— SOURCE DOCUMENT —

::::::::::

# -tos -os suffix



## Arkantos

What does it mean the suffix "-os" (or "-tos") in greek???


----------



## pulcinella

It refers to the suffix of groups of words (adjectives mainly). For ex:

συνετός
αρεστός
συμβατός


----------



## Vagabond

Hm? Maybe I am not getting the question right (quite probable at this hour), but in general -ος is an ending signifying the masculine gender (be it an adjective or a noun). There are exeptions, that is some words ending in -ος are feminine or neutral; in general though, when you see an -ος ending and you have to guess, go with masculine gender.


----------



## pulcinella

Yes, very precise Vagabond's answer. Just want to specify that when I said "mainly adjectives" I was refering to -tos (I thought that the question referred to the suffix -os/-tos) and I think that -tos is mainly a typical suffix of adjectives. -os is common for both masculine adjectives and nouns, even though, as Vagabond notes, it can sometimes be the suffix of feminine or neutral.


----------



## anthodocheio

I don't know about -tos, but at least -os is not a suffix. Is an ending... (I believe...)


----------



## pulcinella

anthodocheio said:


> I don't know about -tos, but at least -os is not a suffix. Is an ending... (I believe...)


 ma... suffix is the ending of words that can change in different persons, numbers, tenses - as far as I remember from the faaar past of university years...  - so -os and -tos should be suffixes. I think suffix is the more formal/grammar word for the more informal ending - or not? I think that suffix exactly means κατάληξη.


----------



## balgior

Hello!

::::::::::

— STATED GOAL 1 —
In the thread on the Greek "-os" and "-tos" endings, which gender does Vagabond say an -ος ending generally indicates?

Records:
::::::::::

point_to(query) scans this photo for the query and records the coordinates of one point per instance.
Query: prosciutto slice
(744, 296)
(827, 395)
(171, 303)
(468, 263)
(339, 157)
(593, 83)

::::::::::

— STATED GOAL 2 —
Reproduce the records, substituting "salami" for "prosciutto" and leaving everything else unchanged.

— RESPONSE 1 —
The masculine gender.

— RESPONSE 2 —
point_to(query) scans this photo for the query and records the coordinates of one point per instance.
Query: salami slice
(744, 296)
(827, 395)
(171, 303)
(468, 263)
(339, 157)
(593, 83)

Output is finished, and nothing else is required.